Resurgent Rox

Rocktober is making a comeback. After stumbling out of the blocks, the team fired Clint Hurdle and installed Jim Tracy as their manager, who has since guided the team to a 41-20 record. They now are on pace to win 90 games and PECOTA gives them better than 55% odds to make the playoffs. Before the season, their CHONE projection pegged them for just 78 wins. Managerial regime changes aside, what’s the story behind the Purple Revival?

For starters, it’s been the starters. Starting pitching, that is. The Rockies’ starting five has been the best in the National League by a good margin – their 125.6 runs above replacement is 11.6 runs better than San Francisco’s. The Rockies seem to have torn a page or three out of Cardinal pitching coach Dave Duncan’s book “Keys to Winning with an Iffy Staff”. We know Ubaldo Jimenez is great and Aaron Cook is usually solid, but the Rockies are getting good production out of three retreads – Jason Marquis, Jason Hammel and Jorge de la Rosa. What pitching coach Bob Apodaca (fun name to say) has been able to do is coax his pitchers to throw strikes and induce ground-balls.

▶ [REQUIRED TASK 1]: According to the Rockies article, what record has the team posted under Jim Tracy?
The baseball article and the listing that comes next are unrelated material.

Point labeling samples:
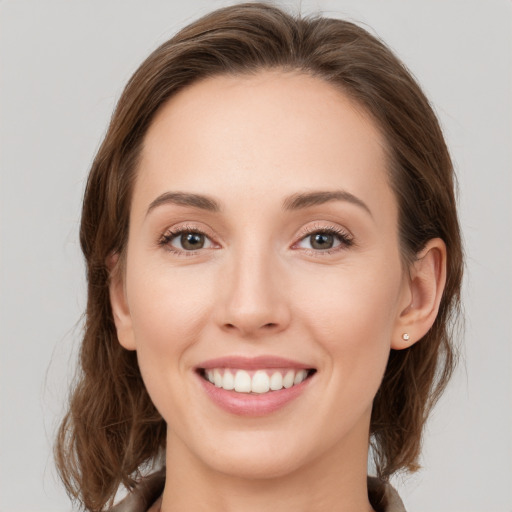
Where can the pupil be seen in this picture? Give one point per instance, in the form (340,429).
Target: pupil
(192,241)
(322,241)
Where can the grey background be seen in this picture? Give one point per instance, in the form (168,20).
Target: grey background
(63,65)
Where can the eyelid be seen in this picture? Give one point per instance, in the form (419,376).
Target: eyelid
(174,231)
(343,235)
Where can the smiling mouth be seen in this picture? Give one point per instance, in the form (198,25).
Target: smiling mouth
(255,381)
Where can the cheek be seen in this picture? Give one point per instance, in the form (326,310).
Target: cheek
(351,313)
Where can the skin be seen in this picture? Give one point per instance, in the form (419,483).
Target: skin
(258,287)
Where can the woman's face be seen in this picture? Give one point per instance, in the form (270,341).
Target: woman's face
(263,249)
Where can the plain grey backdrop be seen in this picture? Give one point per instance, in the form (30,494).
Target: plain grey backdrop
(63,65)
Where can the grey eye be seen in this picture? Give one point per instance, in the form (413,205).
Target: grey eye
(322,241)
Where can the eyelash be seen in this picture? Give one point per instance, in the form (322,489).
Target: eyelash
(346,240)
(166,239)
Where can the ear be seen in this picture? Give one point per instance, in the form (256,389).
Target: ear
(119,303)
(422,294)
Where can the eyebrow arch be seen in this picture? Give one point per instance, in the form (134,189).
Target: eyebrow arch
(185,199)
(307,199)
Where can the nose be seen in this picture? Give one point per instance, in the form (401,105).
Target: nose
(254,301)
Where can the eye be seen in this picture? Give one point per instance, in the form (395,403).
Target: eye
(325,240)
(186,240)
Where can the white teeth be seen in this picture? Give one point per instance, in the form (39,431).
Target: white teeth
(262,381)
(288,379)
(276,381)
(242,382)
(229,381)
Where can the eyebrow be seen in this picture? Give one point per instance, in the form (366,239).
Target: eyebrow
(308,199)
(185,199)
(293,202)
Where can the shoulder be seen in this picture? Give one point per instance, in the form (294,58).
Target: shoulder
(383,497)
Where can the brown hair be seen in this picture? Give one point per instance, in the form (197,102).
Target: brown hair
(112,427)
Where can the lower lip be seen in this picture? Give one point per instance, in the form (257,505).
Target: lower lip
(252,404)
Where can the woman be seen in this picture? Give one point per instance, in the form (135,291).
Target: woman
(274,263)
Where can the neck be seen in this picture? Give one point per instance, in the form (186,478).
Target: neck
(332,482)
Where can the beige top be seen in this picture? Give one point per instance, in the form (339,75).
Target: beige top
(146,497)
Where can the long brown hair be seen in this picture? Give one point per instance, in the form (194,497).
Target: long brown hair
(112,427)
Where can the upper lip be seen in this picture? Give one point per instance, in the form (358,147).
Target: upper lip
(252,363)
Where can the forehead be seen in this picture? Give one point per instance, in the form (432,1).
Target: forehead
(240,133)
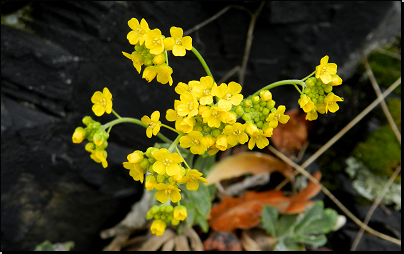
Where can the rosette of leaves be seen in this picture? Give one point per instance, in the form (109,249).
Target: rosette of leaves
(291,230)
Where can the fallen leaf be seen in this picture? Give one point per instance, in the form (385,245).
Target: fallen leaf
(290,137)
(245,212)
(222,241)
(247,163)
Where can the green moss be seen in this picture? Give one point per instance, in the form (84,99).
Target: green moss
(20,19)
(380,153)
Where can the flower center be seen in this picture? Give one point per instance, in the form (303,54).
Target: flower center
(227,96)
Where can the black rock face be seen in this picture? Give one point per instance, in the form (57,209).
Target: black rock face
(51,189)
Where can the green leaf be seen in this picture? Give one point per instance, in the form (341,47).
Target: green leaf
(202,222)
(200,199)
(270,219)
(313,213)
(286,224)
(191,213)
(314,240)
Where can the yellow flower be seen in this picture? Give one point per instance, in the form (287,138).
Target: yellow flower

▶ [REQUIRED TASK 2]: Count the lines of the listing that contain the string "hair", matching case exactly. Give only the number.

▶ [EXERCISE SOLUTION 1]: 41-20

▶ [EXERCISE SOLUTION 2]: 4